** start **
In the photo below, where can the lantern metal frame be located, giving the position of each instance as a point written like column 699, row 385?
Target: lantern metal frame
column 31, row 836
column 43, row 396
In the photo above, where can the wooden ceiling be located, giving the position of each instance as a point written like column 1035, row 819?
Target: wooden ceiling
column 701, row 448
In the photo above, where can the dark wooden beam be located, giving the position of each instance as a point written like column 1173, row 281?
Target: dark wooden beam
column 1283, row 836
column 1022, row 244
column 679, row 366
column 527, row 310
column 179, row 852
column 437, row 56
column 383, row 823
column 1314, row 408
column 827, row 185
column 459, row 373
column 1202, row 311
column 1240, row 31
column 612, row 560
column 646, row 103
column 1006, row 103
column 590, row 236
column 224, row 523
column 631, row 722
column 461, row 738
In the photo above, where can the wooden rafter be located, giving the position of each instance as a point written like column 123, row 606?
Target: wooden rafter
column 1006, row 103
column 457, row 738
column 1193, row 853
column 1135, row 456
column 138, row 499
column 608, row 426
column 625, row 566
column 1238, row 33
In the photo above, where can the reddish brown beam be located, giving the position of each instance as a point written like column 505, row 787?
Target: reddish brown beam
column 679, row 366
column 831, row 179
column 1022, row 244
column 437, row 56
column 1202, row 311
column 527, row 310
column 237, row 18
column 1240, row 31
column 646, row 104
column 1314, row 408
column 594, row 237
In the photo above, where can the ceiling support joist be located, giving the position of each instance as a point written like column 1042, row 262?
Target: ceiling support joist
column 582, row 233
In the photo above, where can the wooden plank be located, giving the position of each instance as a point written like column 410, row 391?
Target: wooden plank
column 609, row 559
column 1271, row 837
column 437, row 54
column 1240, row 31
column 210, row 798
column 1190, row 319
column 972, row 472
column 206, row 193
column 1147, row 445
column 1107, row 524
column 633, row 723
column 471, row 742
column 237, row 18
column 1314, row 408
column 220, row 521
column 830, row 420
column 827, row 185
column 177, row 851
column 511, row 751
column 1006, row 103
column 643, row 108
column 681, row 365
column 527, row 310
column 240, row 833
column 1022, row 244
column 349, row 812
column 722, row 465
** end **
WHAT THIS TASK INVOLVES: Reproduce all of the records above, substituting "be found" for each occurrence of "be located" and leaving every other part unchanged.

EXERCISE RESULT:
In the photo below, where can the lantern metal frame be found, giving the position of each instance as a point written like column 699, row 385?
Target: lantern metal frame
column 31, row 836
column 43, row 396
In the photo above, where can the wooden ceiling be found, giving the position of each instance as a point written like column 1035, row 819?
Target: wooden ceiling
column 701, row 448
In the photo above, where can the dark wooden beam be found, giving the position of each instance as a point written like column 1173, row 281?
Target: dark wooden beam
column 1283, row 836
column 1022, row 244
column 679, row 366
column 527, row 310
column 179, row 852
column 437, row 56
column 383, row 823
column 1314, row 408
column 827, row 185
column 459, row 373
column 1202, row 311
column 1240, row 31
column 612, row 560
column 646, row 103
column 1006, row 103
column 590, row 236
column 224, row 523
column 631, row 722
column 461, row 738
In the photo above, where can the wooden rafter be found, giving the position of each instance as a point written like column 123, row 606?
Target: wooden rafter
column 1006, row 103
column 457, row 738
column 1193, row 853
column 1135, row 456
column 138, row 499
column 608, row 426
column 625, row 566
column 1238, row 33
In the photo above, where can the reddish brown beam be found, giving the position of each instance as a point written like column 505, row 787?
Target: reddish brown beam
column 679, row 366
column 831, row 179
column 1022, row 244
column 437, row 56
column 1202, row 311
column 527, row 310
column 237, row 18
column 1240, row 31
column 646, row 104
column 1314, row 408
column 594, row 237
In the photo above, where can the ceiling support joist be found, giving the position of each instance as a point written like column 1042, row 262?
Target: ceiling support joist
column 582, row 233
In the photo above, where can the wooden plank be found, giving the position of each instance as a point written like column 410, row 391?
Target: wooden plank
column 609, row 559
column 1271, row 837
column 437, row 54
column 1240, row 31
column 210, row 798
column 1190, row 319
column 972, row 472
column 206, row 193
column 1147, row 445
column 1107, row 524
column 633, row 723
column 471, row 742
column 237, row 18
column 1314, row 408
column 220, row 521
column 830, row 420
column 827, row 185
column 177, row 851
column 511, row 751
column 1006, row 103
column 643, row 108
column 681, row 365
column 527, row 310
column 240, row 833
column 1022, row 244
column 349, row 812
column 722, row 465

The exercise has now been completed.